(Dataset rows)
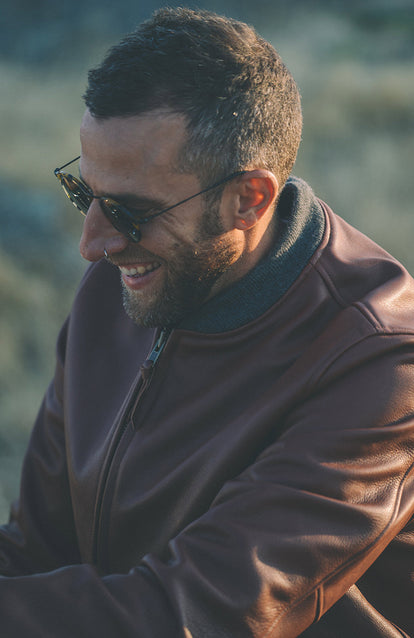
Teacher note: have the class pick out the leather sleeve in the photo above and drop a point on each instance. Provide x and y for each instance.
(281, 543)
(40, 535)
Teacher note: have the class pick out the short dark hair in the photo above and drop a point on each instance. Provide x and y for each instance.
(241, 104)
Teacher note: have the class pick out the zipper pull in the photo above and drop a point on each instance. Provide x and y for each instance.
(148, 366)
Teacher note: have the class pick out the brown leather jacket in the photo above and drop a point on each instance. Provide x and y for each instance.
(253, 477)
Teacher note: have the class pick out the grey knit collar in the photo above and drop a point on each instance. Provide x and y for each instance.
(301, 225)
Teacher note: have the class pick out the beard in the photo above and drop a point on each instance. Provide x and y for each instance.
(190, 274)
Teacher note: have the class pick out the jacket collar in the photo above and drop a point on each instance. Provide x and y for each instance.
(301, 224)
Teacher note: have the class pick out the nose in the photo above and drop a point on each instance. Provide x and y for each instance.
(99, 235)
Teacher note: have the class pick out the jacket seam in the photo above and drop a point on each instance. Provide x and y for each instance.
(318, 589)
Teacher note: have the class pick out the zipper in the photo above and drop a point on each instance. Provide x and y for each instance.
(147, 370)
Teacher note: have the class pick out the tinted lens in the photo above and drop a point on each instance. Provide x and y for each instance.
(75, 191)
(120, 218)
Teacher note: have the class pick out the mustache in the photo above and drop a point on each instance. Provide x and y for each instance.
(133, 254)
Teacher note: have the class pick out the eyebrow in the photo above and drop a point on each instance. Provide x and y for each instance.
(132, 200)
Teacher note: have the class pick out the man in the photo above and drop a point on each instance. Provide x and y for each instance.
(233, 455)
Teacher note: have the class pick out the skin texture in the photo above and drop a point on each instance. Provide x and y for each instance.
(191, 252)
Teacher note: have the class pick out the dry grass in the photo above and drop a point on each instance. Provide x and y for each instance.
(357, 152)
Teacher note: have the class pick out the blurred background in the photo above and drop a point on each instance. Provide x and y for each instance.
(354, 65)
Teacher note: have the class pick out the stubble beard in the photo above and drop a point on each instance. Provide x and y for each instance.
(190, 277)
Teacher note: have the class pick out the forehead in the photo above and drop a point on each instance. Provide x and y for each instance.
(131, 146)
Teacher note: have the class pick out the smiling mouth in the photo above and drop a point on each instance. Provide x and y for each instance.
(139, 271)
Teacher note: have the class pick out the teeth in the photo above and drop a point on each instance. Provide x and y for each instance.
(139, 270)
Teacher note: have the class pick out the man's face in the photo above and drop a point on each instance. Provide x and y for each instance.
(186, 254)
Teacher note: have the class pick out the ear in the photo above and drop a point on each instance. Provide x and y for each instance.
(258, 190)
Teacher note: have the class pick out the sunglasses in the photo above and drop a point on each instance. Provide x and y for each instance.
(125, 220)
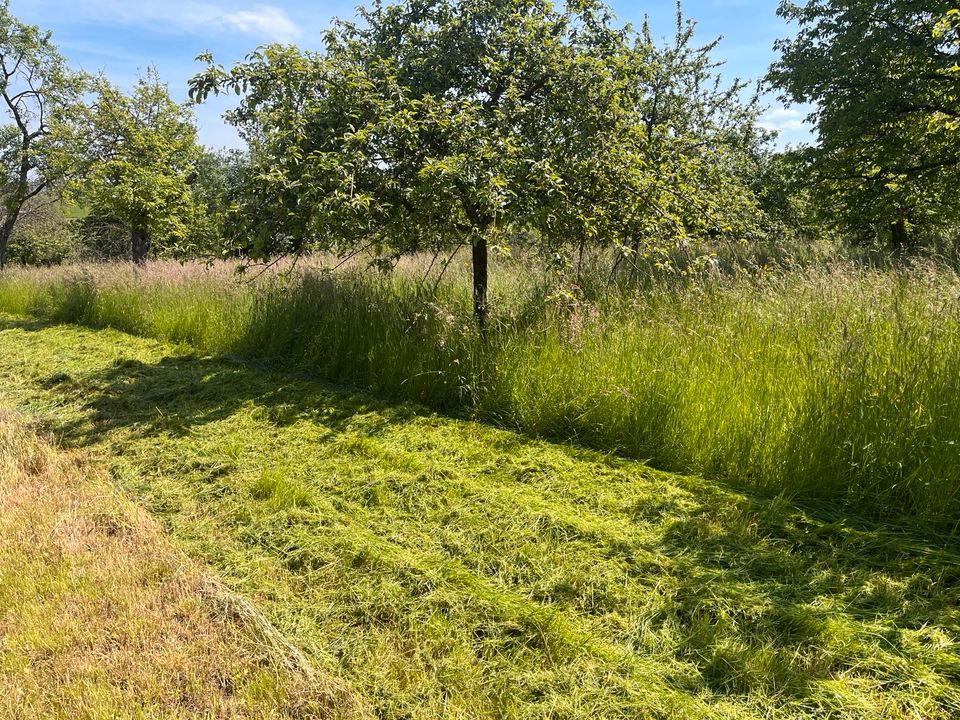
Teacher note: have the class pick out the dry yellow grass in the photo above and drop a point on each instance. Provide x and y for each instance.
(101, 617)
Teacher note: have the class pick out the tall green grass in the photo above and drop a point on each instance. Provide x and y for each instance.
(840, 384)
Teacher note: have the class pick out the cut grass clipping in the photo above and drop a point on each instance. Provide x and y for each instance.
(441, 568)
(102, 618)
(838, 384)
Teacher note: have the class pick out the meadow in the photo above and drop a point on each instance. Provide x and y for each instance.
(432, 567)
(838, 384)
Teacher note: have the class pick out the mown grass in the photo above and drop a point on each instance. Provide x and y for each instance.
(442, 568)
(838, 384)
(103, 618)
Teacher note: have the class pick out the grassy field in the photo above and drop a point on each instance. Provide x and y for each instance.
(439, 567)
(103, 618)
(835, 384)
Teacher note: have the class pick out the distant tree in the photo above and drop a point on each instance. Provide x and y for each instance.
(702, 145)
(440, 123)
(882, 76)
(140, 155)
(42, 234)
(39, 97)
(217, 185)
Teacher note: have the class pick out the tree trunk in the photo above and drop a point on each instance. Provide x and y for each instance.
(480, 282)
(899, 239)
(139, 245)
(6, 230)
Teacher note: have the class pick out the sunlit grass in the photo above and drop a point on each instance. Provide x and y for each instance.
(442, 568)
(838, 383)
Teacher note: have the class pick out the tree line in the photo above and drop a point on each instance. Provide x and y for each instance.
(494, 125)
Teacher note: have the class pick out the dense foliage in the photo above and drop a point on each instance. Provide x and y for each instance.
(40, 95)
(882, 75)
(139, 151)
(428, 126)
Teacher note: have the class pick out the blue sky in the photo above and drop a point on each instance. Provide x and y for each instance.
(121, 37)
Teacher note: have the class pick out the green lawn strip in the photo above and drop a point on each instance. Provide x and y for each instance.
(444, 567)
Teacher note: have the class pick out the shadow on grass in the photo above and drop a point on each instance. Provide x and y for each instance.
(761, 594)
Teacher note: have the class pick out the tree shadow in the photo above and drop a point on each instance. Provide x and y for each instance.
(760, 585)
(181, 393)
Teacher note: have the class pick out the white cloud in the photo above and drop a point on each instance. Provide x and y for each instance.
(781, 119)
(264, 22)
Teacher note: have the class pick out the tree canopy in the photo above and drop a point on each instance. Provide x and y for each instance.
(433, 124)
(882, 76)
(140, 152)
(40, 96)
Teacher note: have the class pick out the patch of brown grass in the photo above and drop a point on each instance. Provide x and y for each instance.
(101, 617)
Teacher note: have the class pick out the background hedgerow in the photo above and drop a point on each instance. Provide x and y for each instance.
(837, 383)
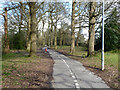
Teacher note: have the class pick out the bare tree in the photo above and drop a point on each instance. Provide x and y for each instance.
(72, 49)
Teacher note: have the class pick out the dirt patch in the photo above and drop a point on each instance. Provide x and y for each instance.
(109, 75)
(36, 72)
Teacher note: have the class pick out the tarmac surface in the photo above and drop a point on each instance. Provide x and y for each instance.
(68, 73)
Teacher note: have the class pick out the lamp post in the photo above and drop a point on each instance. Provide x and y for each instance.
(102, 60)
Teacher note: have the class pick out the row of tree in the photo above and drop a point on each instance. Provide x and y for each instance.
(31, 24)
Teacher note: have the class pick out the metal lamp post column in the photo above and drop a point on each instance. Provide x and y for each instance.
(102, 61)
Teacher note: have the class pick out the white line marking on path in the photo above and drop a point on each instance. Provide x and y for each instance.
(73, 76)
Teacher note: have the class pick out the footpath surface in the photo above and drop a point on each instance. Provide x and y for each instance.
(68, 73)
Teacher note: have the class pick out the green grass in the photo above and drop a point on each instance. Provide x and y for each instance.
(12, 61)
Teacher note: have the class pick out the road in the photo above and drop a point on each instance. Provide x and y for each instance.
(68, 73)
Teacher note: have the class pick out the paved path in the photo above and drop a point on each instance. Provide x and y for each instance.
(69, 73)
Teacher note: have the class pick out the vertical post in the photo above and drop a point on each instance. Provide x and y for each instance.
(102, 64)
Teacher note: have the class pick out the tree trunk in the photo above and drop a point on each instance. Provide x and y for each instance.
(51, 36)
(72, 50)
(61, 37)
(33, 46)
(6, 49)
(91, 28)
(55, 37)
(78, 36)
(43, 35)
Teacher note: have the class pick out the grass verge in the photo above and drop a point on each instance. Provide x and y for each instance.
(21, 71)
(109, 75)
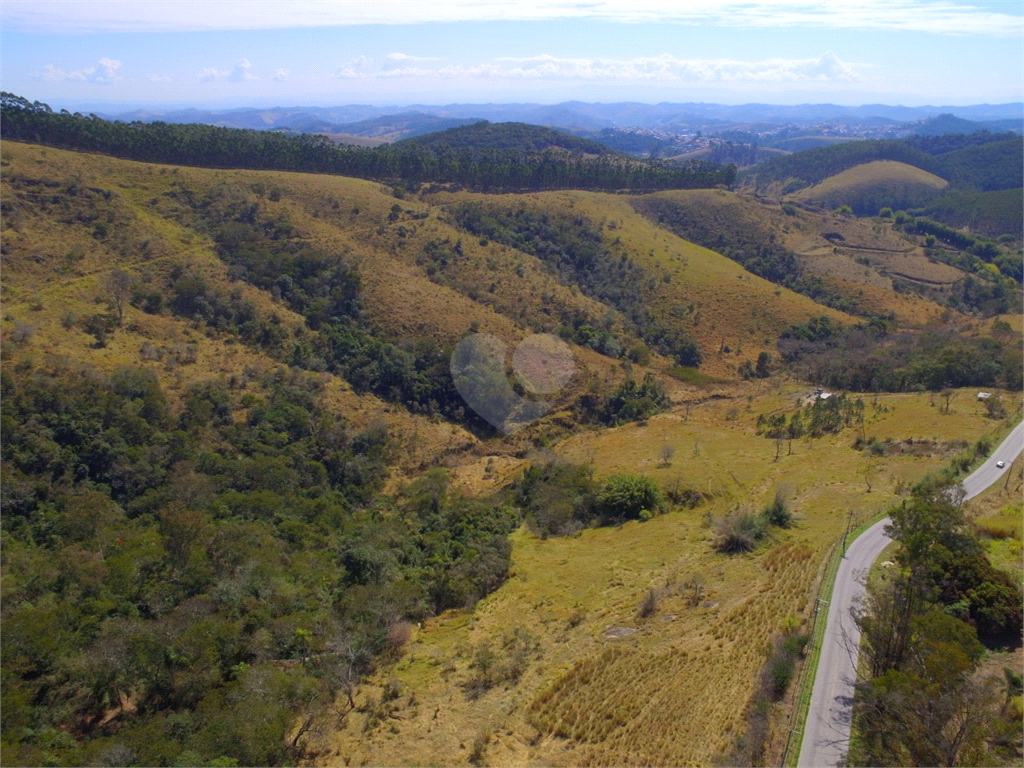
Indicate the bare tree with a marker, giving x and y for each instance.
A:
(694, 587)
(118, 287)
(667, 453)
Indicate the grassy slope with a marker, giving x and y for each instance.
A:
(643, 699)
(37, 274)
(894, 179)
(748, 218)
(660, 673)
(712, 283)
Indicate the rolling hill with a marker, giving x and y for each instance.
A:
(870, 186)
(509, 136)
(249, 518)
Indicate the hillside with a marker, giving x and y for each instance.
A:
(250, 517)
(509, 137)
(993, 162)
(871, 186)
(404, 163)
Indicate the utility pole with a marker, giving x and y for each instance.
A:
(849, 519)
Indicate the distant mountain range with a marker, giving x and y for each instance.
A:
(768, 124)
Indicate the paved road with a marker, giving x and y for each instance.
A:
(826, 732)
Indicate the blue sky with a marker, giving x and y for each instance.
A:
(231, 53)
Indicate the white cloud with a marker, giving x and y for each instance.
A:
(210, 74)
(238, 74)
(408, 57)
(939, 16)
(826, 68)
(105, 72)
(352, 70)
(406, 72)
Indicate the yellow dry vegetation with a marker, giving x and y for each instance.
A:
(887, 172)
(605, 686)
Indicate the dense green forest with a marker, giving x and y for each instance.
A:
(981, 162)
(574, 249)
(755, 248)
(508, 136)
(923, 701)
(876, 357)
(404, 163)
(991, 213)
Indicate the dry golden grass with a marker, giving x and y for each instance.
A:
(669, 689)
(867, 175)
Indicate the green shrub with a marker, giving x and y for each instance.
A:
(627, 497)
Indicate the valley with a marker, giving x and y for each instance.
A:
(263, 359)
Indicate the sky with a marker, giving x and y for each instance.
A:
(228, 53)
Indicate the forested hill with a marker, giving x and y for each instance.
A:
(982, 161)
(407, 163)
(509, 136)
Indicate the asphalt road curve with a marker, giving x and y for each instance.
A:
(826, 733)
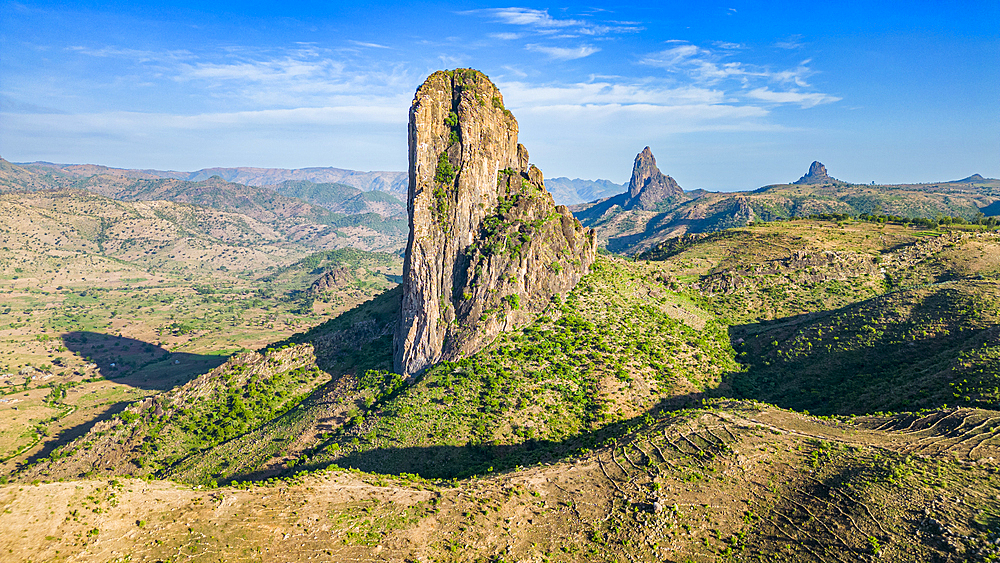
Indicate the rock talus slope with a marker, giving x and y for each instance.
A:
(487, 245)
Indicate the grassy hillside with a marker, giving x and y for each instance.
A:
(105, 302)
(635, 231)
(342, 198)
(622, 423)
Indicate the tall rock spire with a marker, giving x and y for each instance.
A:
(649, 187)
(817, 175)
(487, 245)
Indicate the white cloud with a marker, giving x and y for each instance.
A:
(524, 96)
(704, 66)
(528, 16)
(541, 22)
(804, 99)
(793, 42)
(373, 45)
(563, 53)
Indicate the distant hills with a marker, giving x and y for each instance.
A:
(654, 208)
(365, 181)
(320, 216)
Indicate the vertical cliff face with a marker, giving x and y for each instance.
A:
(487, 245)
(650, 187)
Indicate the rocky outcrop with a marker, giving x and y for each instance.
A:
(649, 187)
(332, 280)
(817, 175)
(487, 245)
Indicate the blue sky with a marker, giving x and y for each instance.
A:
(730, 95)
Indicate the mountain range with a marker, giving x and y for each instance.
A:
(806, 372)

● What needs to be done
Reproduce exactly, with nothing added, the lines from the one that contains "Indicate the grassy hillside" to the end of the data.

● Answer to the task
Indicate the grassy hillside with a marker, giving x and y for each instance.
A:
(105, 302)
(635, 231)
(342, 198)
(622, 423)
Indicate the tall rock spire with a marker, giving x and y for each instance.
A:
(649, 187)
(817, 175)
(487, 245)
Indicate the white cloud with a marker, giving x and y for each instance.
A:
(524, 96)
(704, 66)
(528, 16)
(541, 22)
(804, 99)
(793, 42)
(373, 45)
(563, 53)
Indicate the distant hills with a marker, giving x and y for each instance.
A:
(654, 208)
(365, 181)
(320, 216)
Indicate the vertical cliff face with a marker, giving x and y for each instance.
A:
(487, 245)
(650, 187)
Indicate the rocky outcrop with a marker, giving x and y for each instance.
A:
(649, 187)
(332, 280)
(817, 175)
(487, 245)
Indicate the blue sky with a marker, giving x and y for each instance.
A:
(730, 95)
Indicate the mountain range with a marker, giving x and y for each instance.
A:
(806, 372)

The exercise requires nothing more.